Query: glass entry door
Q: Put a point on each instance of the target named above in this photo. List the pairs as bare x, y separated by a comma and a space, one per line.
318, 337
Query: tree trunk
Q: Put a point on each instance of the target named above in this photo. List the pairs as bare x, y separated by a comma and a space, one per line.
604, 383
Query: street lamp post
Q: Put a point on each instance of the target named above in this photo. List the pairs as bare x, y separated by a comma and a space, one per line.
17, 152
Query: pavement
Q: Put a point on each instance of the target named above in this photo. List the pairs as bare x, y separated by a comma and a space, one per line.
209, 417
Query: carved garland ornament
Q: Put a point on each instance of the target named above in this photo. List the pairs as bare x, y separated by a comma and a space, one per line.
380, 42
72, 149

--------------------------------------------------

* **WORK INSTRUCTION**
Copy out the material above in its entirety, exactly.

* **SOLUTION TO THIS PROBLEM**
Query: glass entry door
Q: Put a point on each instance of the target named above in this photo. List the pairs as bare x, y separated by a comma and a space, one per line.
318, 337
Query: tree trunk
Q: Put a point on each instance of the target named above in this photo. List the pairs as bare x, y separated by a comma and a space, one per line.
604, 383
Query: street lamp post
Q: Put a point on each instance of the target named above in this photo. List the pairs as bare x, y separated by a comma and a space, one per line.
17, 152
Query: pavement
Q: Put a point on each instance of the target named above in this photo. List the pairs as bare x, y separated by a comma and a space, one per line.
209, 417
Query: carved garland ornament
Q: Put a point on each instance of the target named above in this photo. List the pairs as bare x, y separated by a comma and a space, one per line.
380, 42
72, 149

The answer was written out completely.